**Requirement:**
Which lines of the data below contain the word "catkin"? Pull out each of those lines in full.

**Data section:**

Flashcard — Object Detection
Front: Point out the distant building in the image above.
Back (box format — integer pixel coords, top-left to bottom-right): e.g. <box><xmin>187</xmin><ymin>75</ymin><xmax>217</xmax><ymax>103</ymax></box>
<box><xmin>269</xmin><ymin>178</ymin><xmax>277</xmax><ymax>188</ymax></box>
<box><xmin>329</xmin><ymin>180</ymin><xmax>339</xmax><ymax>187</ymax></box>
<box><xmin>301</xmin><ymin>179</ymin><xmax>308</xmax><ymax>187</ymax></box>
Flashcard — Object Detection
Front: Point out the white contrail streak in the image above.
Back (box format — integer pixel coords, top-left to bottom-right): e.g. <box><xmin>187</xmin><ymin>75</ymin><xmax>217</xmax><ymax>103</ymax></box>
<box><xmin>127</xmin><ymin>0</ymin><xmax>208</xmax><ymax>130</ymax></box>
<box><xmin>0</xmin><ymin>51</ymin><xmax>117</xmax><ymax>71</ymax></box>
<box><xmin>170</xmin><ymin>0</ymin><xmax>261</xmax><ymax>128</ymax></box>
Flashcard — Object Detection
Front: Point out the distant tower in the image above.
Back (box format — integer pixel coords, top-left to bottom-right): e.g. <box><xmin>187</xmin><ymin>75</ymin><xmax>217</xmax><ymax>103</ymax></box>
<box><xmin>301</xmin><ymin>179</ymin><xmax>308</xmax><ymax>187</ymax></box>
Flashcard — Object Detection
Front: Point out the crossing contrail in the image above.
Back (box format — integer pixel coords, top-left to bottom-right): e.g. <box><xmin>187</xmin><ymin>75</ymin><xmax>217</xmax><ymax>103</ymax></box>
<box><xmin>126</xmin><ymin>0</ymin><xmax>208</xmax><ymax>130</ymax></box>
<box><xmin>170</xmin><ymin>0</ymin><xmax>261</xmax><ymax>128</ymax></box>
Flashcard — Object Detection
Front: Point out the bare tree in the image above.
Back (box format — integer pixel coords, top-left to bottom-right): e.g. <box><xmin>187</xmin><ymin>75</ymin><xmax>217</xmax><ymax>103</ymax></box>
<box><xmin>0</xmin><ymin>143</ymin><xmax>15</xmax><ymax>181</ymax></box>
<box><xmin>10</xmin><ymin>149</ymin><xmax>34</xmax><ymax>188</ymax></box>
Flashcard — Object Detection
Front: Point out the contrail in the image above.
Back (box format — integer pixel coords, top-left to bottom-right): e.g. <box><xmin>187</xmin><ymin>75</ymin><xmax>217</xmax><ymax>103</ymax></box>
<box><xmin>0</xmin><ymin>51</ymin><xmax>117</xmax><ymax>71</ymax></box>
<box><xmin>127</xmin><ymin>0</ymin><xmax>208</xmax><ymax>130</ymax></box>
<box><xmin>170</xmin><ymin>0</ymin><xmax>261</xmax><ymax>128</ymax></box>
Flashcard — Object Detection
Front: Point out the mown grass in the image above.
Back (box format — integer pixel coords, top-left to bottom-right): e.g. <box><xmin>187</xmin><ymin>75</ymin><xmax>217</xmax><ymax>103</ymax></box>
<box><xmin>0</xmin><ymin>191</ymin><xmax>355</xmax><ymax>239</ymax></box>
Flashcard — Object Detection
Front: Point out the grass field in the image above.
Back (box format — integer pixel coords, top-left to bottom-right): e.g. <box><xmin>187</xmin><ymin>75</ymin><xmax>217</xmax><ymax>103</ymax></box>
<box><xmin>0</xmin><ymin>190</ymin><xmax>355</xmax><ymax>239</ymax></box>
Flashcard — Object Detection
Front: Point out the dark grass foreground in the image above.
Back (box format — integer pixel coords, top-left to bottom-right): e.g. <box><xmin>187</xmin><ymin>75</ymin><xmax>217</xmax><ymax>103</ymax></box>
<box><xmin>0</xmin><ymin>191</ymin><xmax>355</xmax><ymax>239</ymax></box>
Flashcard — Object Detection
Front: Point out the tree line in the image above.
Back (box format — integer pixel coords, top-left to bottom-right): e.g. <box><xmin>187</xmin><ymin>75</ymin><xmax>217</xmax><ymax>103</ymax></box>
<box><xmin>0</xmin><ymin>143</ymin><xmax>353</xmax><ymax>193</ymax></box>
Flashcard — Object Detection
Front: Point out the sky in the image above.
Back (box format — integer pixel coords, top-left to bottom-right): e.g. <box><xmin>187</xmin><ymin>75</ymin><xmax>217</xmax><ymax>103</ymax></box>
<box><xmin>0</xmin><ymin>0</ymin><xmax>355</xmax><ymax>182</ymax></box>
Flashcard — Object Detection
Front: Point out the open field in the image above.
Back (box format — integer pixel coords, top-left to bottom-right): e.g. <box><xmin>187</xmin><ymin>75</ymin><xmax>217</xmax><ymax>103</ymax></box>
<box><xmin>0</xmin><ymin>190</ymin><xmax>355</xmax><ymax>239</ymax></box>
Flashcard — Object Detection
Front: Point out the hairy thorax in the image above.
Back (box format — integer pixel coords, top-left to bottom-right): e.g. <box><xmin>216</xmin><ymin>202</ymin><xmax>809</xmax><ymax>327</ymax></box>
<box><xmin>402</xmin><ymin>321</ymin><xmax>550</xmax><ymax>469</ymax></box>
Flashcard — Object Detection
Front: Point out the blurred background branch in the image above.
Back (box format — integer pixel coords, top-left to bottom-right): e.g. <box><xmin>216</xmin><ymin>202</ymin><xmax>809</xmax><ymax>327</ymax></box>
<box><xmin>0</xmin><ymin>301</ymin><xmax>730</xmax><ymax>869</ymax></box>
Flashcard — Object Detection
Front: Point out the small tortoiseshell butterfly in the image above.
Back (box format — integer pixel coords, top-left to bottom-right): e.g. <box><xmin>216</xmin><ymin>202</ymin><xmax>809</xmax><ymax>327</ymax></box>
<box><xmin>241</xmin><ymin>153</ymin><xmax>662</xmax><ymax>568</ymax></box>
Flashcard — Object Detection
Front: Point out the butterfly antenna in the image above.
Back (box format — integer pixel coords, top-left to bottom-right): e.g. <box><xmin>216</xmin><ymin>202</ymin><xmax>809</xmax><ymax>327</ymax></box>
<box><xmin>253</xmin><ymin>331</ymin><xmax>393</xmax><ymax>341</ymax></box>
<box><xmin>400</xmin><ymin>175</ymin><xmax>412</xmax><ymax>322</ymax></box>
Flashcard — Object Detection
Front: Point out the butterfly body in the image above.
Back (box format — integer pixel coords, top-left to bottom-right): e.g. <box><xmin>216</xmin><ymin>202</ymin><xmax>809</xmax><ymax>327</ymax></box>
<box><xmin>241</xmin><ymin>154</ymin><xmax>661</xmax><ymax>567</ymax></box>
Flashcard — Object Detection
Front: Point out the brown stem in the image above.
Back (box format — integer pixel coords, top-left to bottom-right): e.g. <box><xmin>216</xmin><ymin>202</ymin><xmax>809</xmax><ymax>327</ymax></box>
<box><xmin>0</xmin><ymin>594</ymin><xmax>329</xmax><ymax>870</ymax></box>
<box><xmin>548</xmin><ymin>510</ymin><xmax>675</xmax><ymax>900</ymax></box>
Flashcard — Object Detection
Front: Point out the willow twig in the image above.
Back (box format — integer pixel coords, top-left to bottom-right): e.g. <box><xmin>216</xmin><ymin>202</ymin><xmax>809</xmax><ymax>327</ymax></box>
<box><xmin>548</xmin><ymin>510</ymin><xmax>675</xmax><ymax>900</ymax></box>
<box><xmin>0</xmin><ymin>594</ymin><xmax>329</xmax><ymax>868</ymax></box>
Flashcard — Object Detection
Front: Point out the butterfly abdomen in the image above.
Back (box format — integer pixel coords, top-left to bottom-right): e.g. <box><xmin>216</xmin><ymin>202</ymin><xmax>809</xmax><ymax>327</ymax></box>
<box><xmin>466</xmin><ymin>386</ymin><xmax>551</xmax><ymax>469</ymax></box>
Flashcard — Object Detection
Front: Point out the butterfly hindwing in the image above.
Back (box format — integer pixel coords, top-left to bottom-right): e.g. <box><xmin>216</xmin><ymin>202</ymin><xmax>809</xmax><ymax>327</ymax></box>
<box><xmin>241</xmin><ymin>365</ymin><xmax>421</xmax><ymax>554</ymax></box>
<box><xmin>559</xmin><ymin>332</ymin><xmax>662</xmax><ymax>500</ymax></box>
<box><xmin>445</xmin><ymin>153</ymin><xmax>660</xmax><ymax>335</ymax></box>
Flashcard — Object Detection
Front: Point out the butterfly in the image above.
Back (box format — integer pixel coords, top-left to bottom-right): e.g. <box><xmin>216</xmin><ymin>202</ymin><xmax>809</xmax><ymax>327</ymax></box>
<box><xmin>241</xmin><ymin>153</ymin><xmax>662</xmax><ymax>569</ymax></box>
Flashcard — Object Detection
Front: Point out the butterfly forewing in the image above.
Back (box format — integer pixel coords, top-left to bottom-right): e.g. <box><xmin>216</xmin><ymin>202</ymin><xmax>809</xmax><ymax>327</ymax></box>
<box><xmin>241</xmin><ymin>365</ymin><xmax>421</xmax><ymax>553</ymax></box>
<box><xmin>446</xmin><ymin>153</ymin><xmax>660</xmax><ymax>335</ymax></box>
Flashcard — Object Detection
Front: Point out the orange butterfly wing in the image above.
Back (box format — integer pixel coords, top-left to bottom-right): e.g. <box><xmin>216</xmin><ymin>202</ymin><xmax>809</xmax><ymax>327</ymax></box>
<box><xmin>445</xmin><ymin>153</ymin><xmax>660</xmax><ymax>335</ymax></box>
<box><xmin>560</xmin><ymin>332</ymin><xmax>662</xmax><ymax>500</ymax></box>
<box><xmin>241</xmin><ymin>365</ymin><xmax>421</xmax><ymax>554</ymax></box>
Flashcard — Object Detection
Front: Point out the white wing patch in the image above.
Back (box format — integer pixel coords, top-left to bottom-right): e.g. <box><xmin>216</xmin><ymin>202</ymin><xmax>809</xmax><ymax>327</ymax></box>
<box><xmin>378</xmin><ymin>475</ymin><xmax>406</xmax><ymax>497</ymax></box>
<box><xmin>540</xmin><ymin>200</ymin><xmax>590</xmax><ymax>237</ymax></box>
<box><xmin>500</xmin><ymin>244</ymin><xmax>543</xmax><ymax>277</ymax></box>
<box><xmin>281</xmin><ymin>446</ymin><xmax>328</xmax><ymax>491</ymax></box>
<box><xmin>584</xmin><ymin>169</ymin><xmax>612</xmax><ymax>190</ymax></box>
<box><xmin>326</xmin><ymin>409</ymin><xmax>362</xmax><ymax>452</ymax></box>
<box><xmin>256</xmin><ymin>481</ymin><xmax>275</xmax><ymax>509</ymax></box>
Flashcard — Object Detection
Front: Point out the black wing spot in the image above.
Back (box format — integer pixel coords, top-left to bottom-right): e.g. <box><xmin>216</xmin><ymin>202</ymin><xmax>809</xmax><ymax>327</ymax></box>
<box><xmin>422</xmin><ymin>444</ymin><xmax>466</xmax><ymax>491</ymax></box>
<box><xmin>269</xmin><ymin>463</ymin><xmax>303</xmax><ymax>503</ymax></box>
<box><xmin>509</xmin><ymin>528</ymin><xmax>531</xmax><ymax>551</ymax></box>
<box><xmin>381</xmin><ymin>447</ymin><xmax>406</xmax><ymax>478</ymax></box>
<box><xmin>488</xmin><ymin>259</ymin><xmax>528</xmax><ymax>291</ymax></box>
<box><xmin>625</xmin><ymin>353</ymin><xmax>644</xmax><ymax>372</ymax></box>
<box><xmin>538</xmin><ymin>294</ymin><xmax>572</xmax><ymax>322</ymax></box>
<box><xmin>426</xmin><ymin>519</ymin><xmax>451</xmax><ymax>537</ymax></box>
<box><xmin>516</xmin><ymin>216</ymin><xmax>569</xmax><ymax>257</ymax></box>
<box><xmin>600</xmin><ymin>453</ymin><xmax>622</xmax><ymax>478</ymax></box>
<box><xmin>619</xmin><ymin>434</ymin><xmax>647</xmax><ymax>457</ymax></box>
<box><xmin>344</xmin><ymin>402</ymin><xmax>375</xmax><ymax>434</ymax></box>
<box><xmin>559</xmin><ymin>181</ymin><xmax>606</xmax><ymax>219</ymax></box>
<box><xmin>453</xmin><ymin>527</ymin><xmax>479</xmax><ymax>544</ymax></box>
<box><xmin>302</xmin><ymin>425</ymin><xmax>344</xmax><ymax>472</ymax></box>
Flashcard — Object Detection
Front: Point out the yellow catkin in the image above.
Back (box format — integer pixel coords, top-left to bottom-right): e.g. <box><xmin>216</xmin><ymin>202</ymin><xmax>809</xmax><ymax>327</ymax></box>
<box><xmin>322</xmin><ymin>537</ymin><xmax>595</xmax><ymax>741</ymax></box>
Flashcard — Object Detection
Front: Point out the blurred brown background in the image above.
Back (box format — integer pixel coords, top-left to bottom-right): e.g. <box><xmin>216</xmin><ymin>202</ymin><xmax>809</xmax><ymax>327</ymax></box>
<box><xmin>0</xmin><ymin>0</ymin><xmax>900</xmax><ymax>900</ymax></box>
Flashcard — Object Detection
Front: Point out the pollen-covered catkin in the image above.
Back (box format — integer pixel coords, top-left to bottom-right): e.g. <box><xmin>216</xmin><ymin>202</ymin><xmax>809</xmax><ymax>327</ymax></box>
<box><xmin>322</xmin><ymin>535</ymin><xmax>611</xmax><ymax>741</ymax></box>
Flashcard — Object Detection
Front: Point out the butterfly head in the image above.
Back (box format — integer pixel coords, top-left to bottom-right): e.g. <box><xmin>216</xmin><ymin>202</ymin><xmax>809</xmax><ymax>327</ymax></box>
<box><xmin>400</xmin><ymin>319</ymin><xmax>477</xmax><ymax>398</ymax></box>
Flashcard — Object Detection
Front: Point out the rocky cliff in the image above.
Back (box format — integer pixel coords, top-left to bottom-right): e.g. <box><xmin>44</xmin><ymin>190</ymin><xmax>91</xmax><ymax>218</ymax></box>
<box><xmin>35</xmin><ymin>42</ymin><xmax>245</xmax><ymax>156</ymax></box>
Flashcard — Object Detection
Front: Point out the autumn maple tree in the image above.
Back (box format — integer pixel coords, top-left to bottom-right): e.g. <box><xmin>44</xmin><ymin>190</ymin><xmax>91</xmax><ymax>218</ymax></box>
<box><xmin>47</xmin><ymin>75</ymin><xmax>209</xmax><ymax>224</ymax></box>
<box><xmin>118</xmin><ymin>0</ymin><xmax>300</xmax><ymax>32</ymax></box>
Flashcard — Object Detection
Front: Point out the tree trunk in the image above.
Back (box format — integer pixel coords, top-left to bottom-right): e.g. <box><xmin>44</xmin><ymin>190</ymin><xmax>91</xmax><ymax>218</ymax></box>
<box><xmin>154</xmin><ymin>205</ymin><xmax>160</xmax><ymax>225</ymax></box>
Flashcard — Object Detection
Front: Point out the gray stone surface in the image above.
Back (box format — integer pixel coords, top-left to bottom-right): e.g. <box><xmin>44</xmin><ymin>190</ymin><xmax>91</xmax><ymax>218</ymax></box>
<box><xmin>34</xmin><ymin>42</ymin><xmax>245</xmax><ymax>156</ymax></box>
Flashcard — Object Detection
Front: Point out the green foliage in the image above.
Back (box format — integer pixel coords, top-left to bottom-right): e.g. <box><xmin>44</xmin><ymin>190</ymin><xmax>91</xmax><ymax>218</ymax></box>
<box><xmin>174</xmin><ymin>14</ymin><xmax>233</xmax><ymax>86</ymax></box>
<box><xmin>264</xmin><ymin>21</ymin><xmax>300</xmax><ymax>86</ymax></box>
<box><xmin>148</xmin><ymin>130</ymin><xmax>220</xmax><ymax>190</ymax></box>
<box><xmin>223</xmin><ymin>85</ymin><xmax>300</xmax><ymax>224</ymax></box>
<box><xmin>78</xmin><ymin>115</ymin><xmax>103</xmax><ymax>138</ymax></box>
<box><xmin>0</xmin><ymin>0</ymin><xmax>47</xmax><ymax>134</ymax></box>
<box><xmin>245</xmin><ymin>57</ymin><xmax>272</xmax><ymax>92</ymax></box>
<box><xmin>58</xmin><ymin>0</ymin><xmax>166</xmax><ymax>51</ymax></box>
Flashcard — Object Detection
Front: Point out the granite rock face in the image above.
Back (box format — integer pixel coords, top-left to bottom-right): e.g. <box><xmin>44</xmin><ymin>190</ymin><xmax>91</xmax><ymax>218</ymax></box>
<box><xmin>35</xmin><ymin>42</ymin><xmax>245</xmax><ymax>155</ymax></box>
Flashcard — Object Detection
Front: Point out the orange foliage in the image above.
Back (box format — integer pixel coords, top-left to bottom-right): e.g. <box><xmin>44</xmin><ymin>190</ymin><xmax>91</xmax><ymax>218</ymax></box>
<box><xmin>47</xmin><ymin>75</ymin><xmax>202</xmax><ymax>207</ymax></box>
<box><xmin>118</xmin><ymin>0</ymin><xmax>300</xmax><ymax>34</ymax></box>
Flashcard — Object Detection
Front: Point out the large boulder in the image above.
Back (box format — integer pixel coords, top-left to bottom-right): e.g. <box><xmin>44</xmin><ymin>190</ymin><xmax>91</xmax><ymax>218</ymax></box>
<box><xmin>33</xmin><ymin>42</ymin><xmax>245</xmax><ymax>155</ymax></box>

**Answer to this task:**
Front: Point out the yellow catkin in the image above.
Front: Point out the pollen-covered catkin in the image above.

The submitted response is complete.